## What this task involves
Rescale the data from its first line through the line containing "187 138 L 203". Reproduce every line, requests included, multiplying each coordinate in the answer outlines by 0.5 and rounding to whole numbers with halves going up, while the numbers in the requests and their format samples stay as they are.

Stored items
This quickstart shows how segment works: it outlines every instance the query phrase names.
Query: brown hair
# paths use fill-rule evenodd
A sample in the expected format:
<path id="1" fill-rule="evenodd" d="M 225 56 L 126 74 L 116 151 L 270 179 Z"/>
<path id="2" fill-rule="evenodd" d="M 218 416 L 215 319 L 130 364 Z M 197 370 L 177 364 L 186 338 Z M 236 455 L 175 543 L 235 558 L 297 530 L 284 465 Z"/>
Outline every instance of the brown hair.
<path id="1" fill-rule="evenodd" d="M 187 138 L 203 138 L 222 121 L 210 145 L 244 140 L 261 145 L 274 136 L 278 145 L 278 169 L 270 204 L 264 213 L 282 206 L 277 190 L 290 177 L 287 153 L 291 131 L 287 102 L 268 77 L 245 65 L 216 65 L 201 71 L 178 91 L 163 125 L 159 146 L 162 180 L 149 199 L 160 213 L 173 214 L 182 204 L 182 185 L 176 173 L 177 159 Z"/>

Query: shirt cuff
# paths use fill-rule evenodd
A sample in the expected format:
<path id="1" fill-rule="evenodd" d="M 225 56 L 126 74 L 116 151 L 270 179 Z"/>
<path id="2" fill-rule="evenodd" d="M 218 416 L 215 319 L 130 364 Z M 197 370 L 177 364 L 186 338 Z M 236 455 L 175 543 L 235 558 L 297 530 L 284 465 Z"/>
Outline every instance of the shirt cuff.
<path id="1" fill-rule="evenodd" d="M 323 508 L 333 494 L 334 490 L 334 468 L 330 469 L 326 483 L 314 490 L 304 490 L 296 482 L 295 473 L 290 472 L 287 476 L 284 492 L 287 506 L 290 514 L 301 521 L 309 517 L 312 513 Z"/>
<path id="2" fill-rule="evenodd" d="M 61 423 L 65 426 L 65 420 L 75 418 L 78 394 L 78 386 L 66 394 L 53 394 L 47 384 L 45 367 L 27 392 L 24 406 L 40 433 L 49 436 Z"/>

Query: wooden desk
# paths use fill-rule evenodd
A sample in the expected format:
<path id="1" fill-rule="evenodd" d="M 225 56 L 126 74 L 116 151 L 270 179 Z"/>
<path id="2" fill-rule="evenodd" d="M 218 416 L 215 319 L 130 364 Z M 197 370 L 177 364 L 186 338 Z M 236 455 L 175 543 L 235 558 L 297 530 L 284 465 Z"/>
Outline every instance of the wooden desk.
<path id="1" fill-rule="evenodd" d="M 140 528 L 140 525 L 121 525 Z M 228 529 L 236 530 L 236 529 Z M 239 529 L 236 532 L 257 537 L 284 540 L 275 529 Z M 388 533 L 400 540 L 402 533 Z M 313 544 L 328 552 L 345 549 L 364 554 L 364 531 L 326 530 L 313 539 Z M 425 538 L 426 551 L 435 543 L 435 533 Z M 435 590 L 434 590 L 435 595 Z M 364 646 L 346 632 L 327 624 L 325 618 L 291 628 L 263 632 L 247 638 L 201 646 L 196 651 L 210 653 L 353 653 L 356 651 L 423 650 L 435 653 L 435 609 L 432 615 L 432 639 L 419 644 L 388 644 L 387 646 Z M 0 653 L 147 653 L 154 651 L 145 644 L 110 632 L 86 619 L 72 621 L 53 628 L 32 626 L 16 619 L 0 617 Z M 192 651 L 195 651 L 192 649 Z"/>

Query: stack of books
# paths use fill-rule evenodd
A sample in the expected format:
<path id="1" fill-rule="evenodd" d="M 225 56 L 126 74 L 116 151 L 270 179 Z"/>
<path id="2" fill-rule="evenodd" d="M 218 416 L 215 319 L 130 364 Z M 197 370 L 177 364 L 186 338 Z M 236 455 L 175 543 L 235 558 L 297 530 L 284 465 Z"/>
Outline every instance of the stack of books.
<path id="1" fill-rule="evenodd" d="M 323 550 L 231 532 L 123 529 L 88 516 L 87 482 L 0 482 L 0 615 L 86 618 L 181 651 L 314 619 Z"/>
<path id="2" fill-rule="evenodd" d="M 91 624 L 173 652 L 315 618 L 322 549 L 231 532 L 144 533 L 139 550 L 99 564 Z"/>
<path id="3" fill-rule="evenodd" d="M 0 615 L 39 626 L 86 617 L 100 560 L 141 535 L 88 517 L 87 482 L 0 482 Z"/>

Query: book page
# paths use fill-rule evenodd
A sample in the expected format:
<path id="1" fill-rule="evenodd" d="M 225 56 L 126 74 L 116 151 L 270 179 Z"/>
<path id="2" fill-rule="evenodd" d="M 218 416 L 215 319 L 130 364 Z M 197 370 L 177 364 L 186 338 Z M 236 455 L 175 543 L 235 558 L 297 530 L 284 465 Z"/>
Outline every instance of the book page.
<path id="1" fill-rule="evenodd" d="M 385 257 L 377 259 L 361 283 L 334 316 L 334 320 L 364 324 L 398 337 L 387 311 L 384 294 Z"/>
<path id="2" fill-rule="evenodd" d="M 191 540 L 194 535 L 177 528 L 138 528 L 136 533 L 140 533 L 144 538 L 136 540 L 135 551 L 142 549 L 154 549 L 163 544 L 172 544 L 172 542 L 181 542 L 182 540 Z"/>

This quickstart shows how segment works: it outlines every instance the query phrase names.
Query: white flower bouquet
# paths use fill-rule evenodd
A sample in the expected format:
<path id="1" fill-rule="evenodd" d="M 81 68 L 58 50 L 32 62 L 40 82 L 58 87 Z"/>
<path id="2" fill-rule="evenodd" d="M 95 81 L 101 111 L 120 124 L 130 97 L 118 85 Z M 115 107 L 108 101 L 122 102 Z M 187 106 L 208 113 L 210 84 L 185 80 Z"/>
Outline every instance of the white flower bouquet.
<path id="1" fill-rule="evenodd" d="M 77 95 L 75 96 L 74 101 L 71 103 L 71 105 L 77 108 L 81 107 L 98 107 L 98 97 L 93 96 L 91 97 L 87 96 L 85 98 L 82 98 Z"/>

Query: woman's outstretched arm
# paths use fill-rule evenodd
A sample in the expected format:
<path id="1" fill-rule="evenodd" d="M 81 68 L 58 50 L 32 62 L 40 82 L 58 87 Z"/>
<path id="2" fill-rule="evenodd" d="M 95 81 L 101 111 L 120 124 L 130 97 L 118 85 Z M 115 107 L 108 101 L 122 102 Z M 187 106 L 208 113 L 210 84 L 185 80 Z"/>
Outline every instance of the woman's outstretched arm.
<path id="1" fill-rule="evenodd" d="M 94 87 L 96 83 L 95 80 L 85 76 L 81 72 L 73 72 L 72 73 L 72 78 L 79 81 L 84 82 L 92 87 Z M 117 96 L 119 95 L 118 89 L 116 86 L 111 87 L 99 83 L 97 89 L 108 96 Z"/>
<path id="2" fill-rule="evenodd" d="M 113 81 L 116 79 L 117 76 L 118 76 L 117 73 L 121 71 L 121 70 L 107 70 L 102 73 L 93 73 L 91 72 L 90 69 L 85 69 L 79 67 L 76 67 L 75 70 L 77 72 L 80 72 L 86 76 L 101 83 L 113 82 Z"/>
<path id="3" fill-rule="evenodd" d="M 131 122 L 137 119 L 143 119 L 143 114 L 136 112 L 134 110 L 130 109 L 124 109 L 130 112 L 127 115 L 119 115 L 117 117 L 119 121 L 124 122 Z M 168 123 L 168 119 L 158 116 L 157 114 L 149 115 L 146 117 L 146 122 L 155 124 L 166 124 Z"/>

## Output below
This quickstart shows how segment works: it outlines every instance the query phrase names.
Query: brown hair
# paths use fill-rule evenodd
A sample in the expected format:
<path id="1" fill-rule="evenodd" d="M 225 56 L 126 74 L 116 151 L 270 179 Z"/>
<path id="2" fill-rule="evenodd" d="M 218 416 L 215 319 L 130 364 Z M 197 370 L 177 364 L 186 338 Z M 236 455 L 175 543 L 235 558 L 297 530 L 284 465 Z"/>
Outline every instance of the brown hair.
<path id="1" fill-rule="evenodd" d="M 94 69 L 102 69 L 111 61 L 105 73 L 122 70 L 131 73 L 137 68 L 139 73 L 139 85 L 135 102 L 132 107 L 141 103 L 139 95 L 145 89 L 144 77 L 146 66 L 144 51 L 134 39 L 123 33 L 108 33 L 101 36 L 89 46 L 82 63 L 80 73 L 81 90 L 75 100 L 80 107 L 87 107 L 91 102 L 91 93 L 88 87 L 89 80 Z"/>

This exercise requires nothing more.